(Aim) Please count the lines in the items below that contain the string "background", with case counting, and give only the number.

(Recorded data)
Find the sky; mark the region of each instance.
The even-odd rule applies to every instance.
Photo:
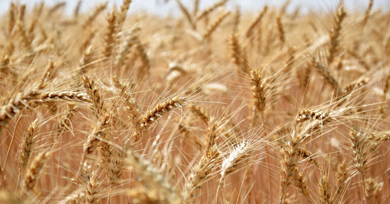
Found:
[[[110,5],[120,6],[123,0],[108,0]],[[201,9],[212,5],[217,0],[200,0]],[[72,13],[72,11],[76,7],[78,0],[0,0],[0,14],[6,12],[11,2],[20,2],[26,4],[27,8],[31,8],[35,4],[43,1],[48,5],[53,5],[56,3],[66,2],[66,11],[69,14]],[[84,0],[82,4],[81,11],[89,11],[99,3],[104,2],[105,0]],[[181,2],[191,9],[193,6],[193,0],[181,0]],[[348,10],[364,10],[368,7],[370,0],[344,0],[345,7]],[[133,0],[130,6],[131,12],[137,12],[147,11],[148,12],[159,15],[177,15],[180,14],[177,4],[175,0],[169,0],[165,3],[165,0]],[[285,0],[229,0],[226,4],[228,9],[233,9],[237,6],[241,7],[242,11],[251,11],[256,12],[263,9],[266,5],[275,5],[280,6],[285,2]],[[294,11],[297,6],[299,6],[301,11],[321,12],[333,9],[337,7],[339,0],[292,0],[288,10]],[[381,9],[388,10],[390,8],[390,0],[374,0],[374,9]]]

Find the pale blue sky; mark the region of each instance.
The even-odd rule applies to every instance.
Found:
[[[6,12],[12,1],[21,2],[26,4],[28,8],[31,8],[34,4],[37,4],[43,1],[47,5],[52,5],[56,3],[66,2],[66,10],[69,13],[71,13],[77,3],[78,0],[0,0],[0,14]],[[83,1],[82,11],[86,11],[93,8],[98,3],[104,2],[104,0],[84,0]],[[204,8],[212,4],[217,0],[201,0],[201,8]],[[108,2],[112,5],[116,4],[120,5],[122,0],[109,0]],[[171,14],[177,14],[179,13],[178,7],[175,0],[169,0],[168,3],[164,3],[164,0],[133,0],[131,5],[131,12],[137,12],[140,11],[148,11],[151,13],[159,15]],[[193,5],[193,0],[181,0],[184,5],[191,8]],[[263,7],[268,5],[281,5],[285,0],[229,0],[226,4],[229,9],[235,8],[237,5],[240,6],[243,11],[250,10],[256,11],[262,9]],[[299,6],[303,12],[314,11],[319,12],[333,9],[336,7],[339,2],[338,0],[292,0],[291,4],[289,6],[290,10],[293,10],[297,6]],[[355,9],[364,10],[368,5],[369,0],[344,0],[345,7],[348,9]],[[374,9],[383,8],[388,9],[390,7],[390,0],[374,0]]]

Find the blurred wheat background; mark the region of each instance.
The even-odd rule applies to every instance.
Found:
[[[388,5],[2,2],[0,202],[388,202]]]

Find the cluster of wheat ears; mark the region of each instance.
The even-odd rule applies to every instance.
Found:
[[[390,13],[226,1],[11,3],[0,201],[389,202]]]

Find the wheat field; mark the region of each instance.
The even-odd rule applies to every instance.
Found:
[[[390,202],[390,13],[214,2],[11,3],[0,202]]]

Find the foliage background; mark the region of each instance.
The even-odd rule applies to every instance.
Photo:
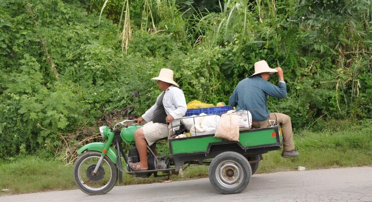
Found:
[[[130,1],[127,53],[126,1],[109,1],[99,23],[104,1],[0,1],[0,157],[58,152],[113,111],[140,115],[164,67],[186,101],[215,104],[265,59],[283,69],[289,95],[270,110],[295,128],[372,118],[370,1]]]

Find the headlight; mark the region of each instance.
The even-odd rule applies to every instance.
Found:
[[[100,127],[100,133],[101,133],[101,136],[102,137],[102,138],[105,139],[105,135],[103,134],[103,127],[105,126],[101,126]]]

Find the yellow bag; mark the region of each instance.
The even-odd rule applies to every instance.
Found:
[[[187,109],[206,108],[208,107],[214,107],[212,104],[203,103],[199,100],[194,100],[187,104]]]

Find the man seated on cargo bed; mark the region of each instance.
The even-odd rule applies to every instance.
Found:
[[[275,73],[279,77],[279,86],[268,81],[270,75]],[[253,128],[262,128],[280,123],[284,139],[282,157],[296,158],[299,153],[295,151],[291,118],[284,114],[270,113],[266,104],[268,95],[278,98],[286,97],[287,85],[282,69],[270,68],[265,61],[261,60],[254,63],[254,74],[239,82],[229,102],[231,106],[237,105],[238,110],[252,110]]]
[[[187,110],[184,92],[173,81],[173,71],[162,69],[159,77],[151,80],[157,81],[159,89],[163,92],[158,96],[156,102],[152,107],[141,117],[134,119],[138,123],[144,120],[147,122],[134,132],[134,141],[140,162],[131,162],[129,165],[137,170],[148,169],[147,145],[148,144],[151,150],[157,155],[154,143],[158,140],[167,137],[168,130],[178,129],[180,120],[174,119],[182,118]],[[167,122],[172,122],[172,124],[168,126]]]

(Final result) 2